### PROVIDED PASSAGE
Reynaldo Reynoso (admin)
In the furtherance of our understanding of Biblical judgement, we find that our logical thinking begs a question.
Well said, you may say, we are to judge but according to a proper scale and first working on ourselves. But, the critic may wonder if I am ignoring a fact that what Jesus was talking about was the obvious and not judgement. “Judgement is finding out someone?s worth” the critic may add. In fact, some others may add, there is so much danger in this that Jesus emphasized in the book of Luke (the same Sermon) not to judge.
And it is an honest question: How does a person judge the heart of another?
Now there came a time when Jesus was preaching to the crowds about the prophet, John the Baptist, and he begins to expound on how one greater than John the Baptist has arrived. For indeed, states Jesus, all the prophets and the Law prophesied until John and John proclaimed the coming of the King.
It was in this setting of Matthew chapter 11, among many miracles and signs and wonders, that Jesus points out the heart of the people of that generation and he says in Matthew 11:17-19:
17 and say, ‘We played the flute for you, and you did not dance; we sang a dirge, and you did not mourn.’
18 “For John came neither eating nor drinking, and they say, ‘He has a demon!’
19 “The Son of Man came eating and drinking, and they say, ‘Behold, a gluttonous man and a drunkard, a friend of tax collectors and sinners!’ Yet wisdom is vindicated by her deeds.”

### INPUT MATERIAL
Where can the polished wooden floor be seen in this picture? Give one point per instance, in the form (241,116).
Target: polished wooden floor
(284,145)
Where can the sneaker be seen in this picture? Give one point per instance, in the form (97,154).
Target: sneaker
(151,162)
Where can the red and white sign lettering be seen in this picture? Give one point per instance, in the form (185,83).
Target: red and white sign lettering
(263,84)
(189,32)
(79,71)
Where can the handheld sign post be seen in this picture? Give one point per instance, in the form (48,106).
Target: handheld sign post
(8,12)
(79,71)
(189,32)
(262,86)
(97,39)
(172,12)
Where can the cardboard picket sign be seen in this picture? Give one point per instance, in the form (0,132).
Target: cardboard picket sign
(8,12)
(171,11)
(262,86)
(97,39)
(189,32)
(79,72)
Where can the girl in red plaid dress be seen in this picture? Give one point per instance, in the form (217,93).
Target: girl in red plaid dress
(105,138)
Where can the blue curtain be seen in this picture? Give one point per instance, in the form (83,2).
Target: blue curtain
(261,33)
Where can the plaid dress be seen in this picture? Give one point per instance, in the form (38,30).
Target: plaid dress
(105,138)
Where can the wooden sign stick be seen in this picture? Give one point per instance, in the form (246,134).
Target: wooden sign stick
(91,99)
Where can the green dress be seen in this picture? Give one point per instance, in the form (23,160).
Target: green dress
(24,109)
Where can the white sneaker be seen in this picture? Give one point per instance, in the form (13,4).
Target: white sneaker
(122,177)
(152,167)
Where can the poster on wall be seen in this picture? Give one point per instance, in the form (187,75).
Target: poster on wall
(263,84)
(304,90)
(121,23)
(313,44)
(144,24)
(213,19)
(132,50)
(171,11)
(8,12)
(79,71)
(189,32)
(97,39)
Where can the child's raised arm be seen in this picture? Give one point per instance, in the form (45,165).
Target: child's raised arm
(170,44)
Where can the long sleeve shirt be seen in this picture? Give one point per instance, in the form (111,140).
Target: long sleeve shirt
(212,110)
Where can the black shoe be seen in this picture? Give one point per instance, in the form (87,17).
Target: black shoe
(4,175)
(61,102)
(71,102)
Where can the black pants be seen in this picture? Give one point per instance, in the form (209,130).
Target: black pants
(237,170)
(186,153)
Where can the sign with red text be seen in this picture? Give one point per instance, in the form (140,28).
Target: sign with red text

### TASKS TO CARRY OUT
1. From the passage on Biblical judgement, reproduce word for word the part that opens with the words containing "Reynaldo Reynoso (admin)" and closes with "not to judge.".
2. How many lines of the records contain the string "plaid"? Case counts. Reply with the number alone.

### RESPONSES BY TASK
1.
Reynaldo Reynoso (admin)
In the furtherance of our understanding of Biblical judgement, we find that our logical thinking begs a question.
Well said, you may say, we are to judge but according to a proper scale and first working on ourselves. But, the critic may wonder if I am ignoring a fact that what Jesus was talking about was the obvious and not judgement. “Judgement is finding out someone?s worth” the critic may add. In fact, some others may add, there is so much danger in this that Jesus emphasized in the book of Luke (the same Sermon) not to judge.

2. 4